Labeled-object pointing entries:
[START]

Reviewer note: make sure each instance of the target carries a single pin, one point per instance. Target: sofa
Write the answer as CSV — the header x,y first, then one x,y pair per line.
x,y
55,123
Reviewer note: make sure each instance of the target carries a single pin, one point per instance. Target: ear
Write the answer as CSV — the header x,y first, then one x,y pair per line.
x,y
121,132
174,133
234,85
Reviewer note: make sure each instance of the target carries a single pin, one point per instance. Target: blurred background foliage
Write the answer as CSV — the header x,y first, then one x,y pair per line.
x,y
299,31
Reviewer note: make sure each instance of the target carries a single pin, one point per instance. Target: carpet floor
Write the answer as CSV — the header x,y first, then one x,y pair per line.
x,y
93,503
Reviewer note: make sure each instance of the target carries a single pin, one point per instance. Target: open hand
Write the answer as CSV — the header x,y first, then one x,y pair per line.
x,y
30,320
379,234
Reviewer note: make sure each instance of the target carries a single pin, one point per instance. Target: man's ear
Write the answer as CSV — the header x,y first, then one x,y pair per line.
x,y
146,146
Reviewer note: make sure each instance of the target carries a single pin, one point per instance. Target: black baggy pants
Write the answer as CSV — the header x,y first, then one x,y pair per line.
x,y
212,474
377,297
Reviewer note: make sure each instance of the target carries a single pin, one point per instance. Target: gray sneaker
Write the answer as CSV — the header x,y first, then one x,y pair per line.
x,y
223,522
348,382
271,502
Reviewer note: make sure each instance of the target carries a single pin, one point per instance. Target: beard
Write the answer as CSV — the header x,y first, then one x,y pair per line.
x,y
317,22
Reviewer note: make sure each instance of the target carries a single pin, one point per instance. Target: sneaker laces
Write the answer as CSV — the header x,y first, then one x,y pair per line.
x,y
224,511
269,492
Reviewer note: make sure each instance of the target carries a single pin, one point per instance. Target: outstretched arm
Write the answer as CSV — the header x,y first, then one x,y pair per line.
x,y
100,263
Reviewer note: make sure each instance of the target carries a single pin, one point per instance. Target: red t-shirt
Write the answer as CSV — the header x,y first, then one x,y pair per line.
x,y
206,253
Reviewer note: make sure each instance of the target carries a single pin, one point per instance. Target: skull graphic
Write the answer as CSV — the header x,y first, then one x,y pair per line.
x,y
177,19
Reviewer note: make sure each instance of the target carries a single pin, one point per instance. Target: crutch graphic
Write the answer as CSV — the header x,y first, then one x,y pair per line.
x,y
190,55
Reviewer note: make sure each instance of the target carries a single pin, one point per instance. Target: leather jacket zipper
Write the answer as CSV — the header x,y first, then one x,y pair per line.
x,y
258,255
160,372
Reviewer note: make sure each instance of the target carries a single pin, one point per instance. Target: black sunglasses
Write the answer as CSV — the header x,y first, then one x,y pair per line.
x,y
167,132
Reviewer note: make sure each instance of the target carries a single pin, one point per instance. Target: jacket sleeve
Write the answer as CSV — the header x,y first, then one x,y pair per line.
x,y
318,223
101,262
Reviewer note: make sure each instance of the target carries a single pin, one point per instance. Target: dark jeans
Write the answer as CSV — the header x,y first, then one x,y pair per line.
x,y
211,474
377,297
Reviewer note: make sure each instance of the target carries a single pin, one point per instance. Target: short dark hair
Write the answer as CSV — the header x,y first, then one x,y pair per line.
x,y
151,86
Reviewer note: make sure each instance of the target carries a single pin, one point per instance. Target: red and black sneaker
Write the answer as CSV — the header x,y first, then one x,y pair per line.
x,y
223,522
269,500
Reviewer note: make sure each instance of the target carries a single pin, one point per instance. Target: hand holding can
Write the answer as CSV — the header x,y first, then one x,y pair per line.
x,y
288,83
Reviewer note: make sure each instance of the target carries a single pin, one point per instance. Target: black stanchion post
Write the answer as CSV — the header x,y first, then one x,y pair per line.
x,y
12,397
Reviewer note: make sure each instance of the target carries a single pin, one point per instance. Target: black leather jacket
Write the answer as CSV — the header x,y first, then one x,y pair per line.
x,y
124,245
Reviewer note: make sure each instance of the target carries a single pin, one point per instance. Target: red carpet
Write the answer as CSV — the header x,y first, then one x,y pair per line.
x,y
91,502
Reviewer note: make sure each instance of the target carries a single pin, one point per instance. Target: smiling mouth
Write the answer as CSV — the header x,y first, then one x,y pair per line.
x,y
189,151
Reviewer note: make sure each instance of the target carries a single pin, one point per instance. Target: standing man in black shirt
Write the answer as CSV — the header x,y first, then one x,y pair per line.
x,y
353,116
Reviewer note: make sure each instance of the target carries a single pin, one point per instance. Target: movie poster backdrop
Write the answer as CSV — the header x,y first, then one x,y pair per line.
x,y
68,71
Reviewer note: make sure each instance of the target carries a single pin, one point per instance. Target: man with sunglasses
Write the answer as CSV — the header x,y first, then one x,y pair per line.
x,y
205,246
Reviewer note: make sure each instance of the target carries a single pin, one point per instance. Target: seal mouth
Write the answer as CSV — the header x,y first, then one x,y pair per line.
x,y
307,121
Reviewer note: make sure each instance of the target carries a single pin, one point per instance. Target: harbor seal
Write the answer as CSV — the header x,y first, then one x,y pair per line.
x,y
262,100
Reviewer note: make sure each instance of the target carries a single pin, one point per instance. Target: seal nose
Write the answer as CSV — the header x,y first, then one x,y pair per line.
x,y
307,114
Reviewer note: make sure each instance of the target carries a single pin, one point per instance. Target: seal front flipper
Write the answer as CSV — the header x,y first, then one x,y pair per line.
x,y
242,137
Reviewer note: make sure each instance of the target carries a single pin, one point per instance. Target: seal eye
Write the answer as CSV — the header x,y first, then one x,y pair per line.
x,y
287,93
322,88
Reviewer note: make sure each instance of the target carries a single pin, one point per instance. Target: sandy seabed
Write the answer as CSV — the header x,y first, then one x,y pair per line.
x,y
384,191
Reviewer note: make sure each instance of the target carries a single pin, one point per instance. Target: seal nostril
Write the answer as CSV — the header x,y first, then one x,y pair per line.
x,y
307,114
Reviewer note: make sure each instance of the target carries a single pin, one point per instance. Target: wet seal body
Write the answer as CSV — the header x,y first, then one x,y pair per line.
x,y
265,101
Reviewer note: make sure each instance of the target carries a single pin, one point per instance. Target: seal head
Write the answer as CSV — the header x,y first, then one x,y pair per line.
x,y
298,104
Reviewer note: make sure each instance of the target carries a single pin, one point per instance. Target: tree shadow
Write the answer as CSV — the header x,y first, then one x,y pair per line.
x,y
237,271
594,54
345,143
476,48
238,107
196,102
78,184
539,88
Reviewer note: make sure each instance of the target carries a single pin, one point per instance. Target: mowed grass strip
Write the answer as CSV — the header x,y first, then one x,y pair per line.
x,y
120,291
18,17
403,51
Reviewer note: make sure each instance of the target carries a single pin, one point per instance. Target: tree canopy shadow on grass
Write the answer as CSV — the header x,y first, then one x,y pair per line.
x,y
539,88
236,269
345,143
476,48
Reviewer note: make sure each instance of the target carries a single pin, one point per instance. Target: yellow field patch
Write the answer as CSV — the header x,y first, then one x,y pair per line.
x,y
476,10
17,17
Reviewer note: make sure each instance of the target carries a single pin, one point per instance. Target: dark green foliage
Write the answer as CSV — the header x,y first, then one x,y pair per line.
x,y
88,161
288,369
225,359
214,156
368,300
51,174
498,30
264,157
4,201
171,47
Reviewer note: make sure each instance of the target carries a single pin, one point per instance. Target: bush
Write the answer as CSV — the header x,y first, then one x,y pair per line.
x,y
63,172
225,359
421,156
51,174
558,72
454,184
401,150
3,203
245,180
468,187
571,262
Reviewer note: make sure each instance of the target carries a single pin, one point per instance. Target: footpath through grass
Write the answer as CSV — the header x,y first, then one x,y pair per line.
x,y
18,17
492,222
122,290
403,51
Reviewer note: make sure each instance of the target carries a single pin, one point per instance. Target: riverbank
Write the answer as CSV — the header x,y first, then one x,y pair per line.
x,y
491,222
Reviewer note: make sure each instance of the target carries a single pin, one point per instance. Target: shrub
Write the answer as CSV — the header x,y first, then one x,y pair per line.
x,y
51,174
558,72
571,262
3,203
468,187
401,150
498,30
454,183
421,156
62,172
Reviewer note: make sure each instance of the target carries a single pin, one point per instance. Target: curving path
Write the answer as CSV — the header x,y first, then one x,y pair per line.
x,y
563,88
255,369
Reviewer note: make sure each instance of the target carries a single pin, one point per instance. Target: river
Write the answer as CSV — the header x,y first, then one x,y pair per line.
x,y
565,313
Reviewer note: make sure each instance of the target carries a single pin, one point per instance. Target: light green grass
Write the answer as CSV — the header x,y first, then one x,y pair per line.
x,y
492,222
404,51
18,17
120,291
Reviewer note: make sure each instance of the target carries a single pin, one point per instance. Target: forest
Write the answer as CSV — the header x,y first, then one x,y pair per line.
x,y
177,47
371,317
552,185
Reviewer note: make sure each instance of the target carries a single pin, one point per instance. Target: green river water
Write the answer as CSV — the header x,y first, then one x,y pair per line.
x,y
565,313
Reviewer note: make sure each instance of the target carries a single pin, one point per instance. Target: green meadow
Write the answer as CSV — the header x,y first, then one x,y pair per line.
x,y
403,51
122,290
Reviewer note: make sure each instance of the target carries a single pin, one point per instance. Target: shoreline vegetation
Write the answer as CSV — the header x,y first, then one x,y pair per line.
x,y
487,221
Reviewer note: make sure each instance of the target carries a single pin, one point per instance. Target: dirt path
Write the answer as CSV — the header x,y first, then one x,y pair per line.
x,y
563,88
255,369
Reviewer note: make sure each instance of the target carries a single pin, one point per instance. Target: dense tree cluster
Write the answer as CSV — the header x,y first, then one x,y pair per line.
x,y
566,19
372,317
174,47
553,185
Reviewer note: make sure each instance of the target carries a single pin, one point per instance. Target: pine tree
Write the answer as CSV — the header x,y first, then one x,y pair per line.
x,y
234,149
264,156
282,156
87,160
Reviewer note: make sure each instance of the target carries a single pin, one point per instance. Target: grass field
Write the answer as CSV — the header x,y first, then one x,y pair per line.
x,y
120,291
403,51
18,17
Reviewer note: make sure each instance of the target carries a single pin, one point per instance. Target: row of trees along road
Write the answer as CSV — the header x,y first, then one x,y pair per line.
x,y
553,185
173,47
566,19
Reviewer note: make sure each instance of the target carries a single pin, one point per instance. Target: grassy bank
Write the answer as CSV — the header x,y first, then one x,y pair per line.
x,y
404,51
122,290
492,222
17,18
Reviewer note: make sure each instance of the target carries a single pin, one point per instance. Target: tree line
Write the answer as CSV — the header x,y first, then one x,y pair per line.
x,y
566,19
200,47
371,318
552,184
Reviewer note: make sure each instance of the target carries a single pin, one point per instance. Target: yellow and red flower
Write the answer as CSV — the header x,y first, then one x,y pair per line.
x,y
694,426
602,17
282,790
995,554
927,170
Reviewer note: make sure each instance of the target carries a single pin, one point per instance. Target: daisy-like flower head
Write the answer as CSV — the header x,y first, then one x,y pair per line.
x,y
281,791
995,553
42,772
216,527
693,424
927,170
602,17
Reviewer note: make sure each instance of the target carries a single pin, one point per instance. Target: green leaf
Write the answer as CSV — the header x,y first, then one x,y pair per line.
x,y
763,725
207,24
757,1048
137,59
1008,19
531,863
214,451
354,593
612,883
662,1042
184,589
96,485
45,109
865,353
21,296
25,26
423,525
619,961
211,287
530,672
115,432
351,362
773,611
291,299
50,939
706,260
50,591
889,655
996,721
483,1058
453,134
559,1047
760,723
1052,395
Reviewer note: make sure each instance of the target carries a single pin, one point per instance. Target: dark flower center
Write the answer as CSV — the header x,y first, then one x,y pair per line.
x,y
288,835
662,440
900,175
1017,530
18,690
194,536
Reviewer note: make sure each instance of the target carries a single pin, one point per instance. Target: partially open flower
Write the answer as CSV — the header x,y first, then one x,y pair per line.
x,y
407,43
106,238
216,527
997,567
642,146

[END]

» GIVEN REQUEST:
Extract, verbatim, the lines from the one containing "Target: green leaf" through the last line of the listing above.

» REPLY:
Reviewer note: make sure each instance of the target carries a single pin, one point per instance. Target: green leaf
Write the answer as CSV — the header x,y first, then one x,y pair per line.
x,y
763,725
207,24
757,1048
137,59
1008,19
531,863
214,451
354,593
612,883
662,1042
184,589
96,485
45,109
865,353
21,296
25,26
423,525
619,961
211,287
530,672
115,432
351,362
773,611
291,299
50,939
706,260
50,591
889,655
996,721
483,1058
453,134
559,1047
760,723
1052,395
Reviewer note: make sure each instance of the target carries a single pin, one point per instance. Target: dark flower center
Write the answer as CSV — the header x,y first, then one x,y pair per line.
x,y
288,835
662,440
900,175
1017,530
18,690
194,536
Reviewer note: make sure each instance of the target carries a single pin, one point per instance. Target: partially open flower
Write the answer as CSV — the header x,y first, then one x,y pair per line.
x,y
407,43
106,238
216,527
997,567
642,146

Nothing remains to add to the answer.